_Goal_. In the records below, swap every "formatted like this" for "laid out like this" and copy everything else unchanged. Leave out the pictures.

= = = = = = =

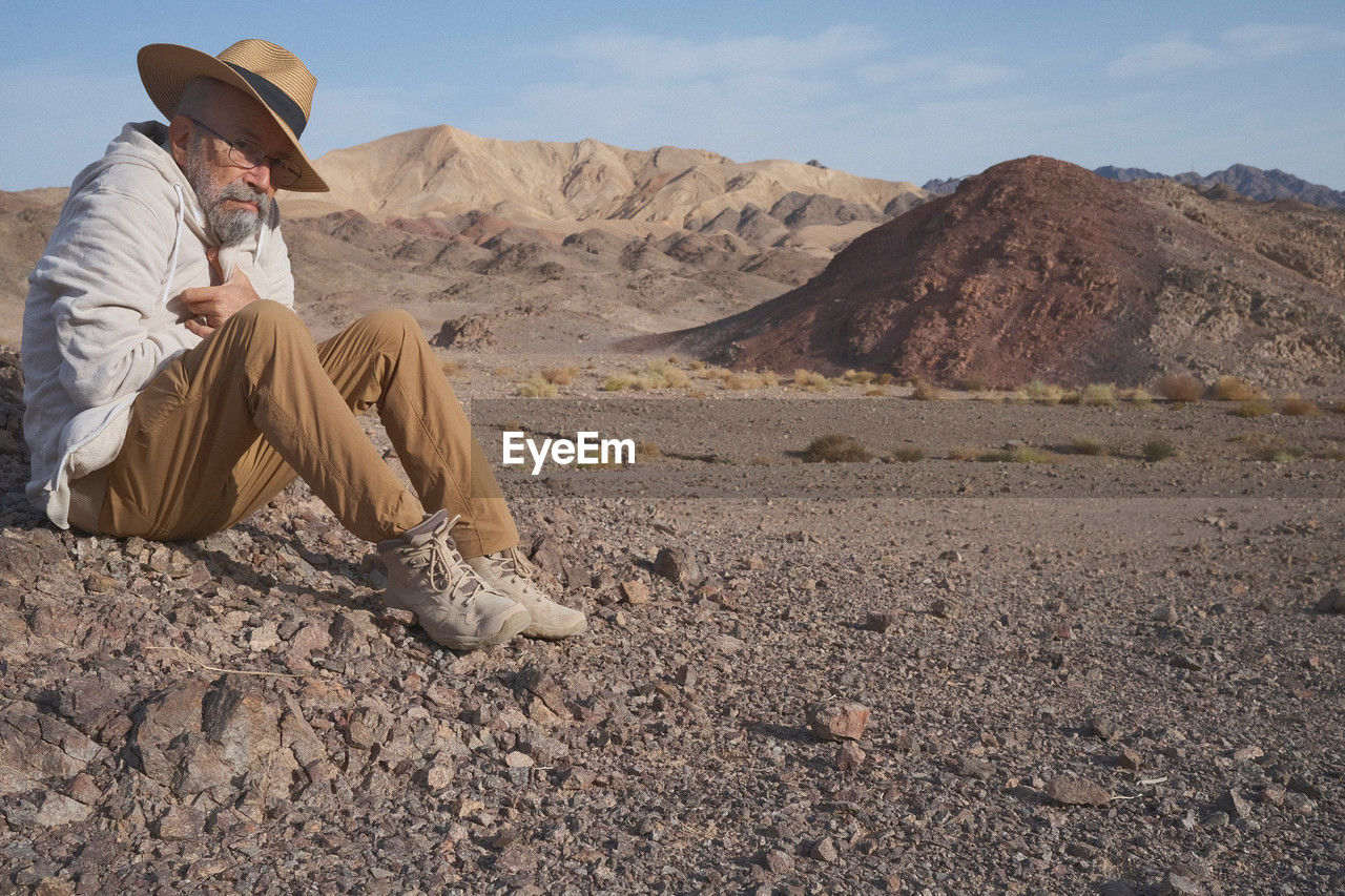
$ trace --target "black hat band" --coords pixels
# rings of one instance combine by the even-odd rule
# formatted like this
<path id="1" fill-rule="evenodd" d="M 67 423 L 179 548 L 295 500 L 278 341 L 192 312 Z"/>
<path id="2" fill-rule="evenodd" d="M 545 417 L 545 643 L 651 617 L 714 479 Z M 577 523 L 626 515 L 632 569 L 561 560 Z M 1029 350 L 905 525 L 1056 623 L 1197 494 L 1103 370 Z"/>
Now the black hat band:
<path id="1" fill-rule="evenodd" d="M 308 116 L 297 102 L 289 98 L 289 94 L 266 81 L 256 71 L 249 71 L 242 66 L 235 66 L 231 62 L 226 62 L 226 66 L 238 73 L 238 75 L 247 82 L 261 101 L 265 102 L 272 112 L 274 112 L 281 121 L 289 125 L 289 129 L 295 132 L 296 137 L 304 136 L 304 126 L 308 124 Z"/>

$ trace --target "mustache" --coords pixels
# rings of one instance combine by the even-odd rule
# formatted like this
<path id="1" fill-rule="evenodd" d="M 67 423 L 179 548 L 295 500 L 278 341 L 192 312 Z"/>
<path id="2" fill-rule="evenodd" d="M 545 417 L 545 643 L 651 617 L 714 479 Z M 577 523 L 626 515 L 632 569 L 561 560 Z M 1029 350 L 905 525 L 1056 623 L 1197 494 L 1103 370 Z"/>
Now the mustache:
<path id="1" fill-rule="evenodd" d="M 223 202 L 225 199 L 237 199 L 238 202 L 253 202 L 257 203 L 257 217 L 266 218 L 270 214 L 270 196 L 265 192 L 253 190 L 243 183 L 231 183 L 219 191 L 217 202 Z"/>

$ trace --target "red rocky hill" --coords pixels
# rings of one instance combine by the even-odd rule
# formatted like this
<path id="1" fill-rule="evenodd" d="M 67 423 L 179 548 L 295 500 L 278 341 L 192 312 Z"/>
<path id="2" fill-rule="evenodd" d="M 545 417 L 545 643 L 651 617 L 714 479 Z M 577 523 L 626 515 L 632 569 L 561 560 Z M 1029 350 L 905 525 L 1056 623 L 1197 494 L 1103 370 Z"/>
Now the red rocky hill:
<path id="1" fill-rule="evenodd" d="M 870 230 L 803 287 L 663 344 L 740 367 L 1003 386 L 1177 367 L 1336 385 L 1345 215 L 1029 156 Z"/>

= = = = = = =

_Answer in full_.
$ trace --target "black hat band" --coords pixels
# rings of one instance combine by the even-odd rule
# laid out like this
<path id="1" fill-rule="evenodd" d="M 67 423 L 179 548 L 295 500 L 278 341 L 192 312 Z"/>
<path id="2" fill-rule="evenodd" d="M 545 417 L 545 643 L 651 617 L 714 479 Z M 577 523 L 626 515 L 632 569 L 561 560 Z M 1029 350 L 905 525 L 1056 623 L 1197 494 L 1103 370 Z"/>
Now the black hat band:
<path id="1" fill-rule="evenodd" d="M 308 116 L 297 102 L 289 98 L 289 94 L 266 81 L 256 71 L 249 71 L 242 66 L 235 66 L 231 62 L 226 62 L 226 66 L 238 73 L 238 75 L 247 82 L 261 101 L 265 102 L 272 112 L 274 112 L 281 121 L 289 125 L 289 129 L 295 132 L 296 137 L 304 136 L 304 126 L 308 124 Z"/>

$ trace --target "mustache" --coords pixels
# rings of one instance combine by the even-odd rule
# laid out like this
<path id="1" fill-rule="evenodd" d="M 67 423 L 179 548 L 295 500 L 278 341 L 192 312 Z"/>
<path id="2" fill-rule="evenodd" d="M 545 417 L 545 643 L 651 617 L 714 479 Z M 577 523 L 626 515 L 632 569 L 561 560 Z M 1029 350 L 905 525 L 1056 623 L 1197 494 L 1103 370 Z"/>
Now the mustache:
<path id="1" fill-rule="evenodd" d="M 223 202 L 225 199 L 237 199 L 238 202 L 253 202 L 257 203 L 257 217 L 266 218 L 270 214 L 270 196 L 265 192 L 253 190 L 243 183 L 231 183 L 219 191 L 217 202 Z"/>

$ trace --target "red rocky hill" --coords pixels
# rings of one instance combine by the even-odd rule
# laid out like this
<path id="1" fill-rule="evenodd" d="M 67 423 L 179 548 L 295 500 L 278 341 L 192 312 Z"/>
<path id="2" fill-rule="evenodd" d="M 545 417 L 545 643 L 651 617 L 714 479 Z M 577 523 L 626 515 L 632 569 L 561 560 Z M 1029 350 L 905 525 L 1056 623 L 1197 494 L 1103 370 Z"/>
Now the red rocky hill:
<path id="1" fill-rule="evenodd" d="M 870 230 L 803 287 L 663 344 L 740 367 L 1003 386 L 1177 367 L 1336 385 L 1345 215 L 1029 156 Z"/>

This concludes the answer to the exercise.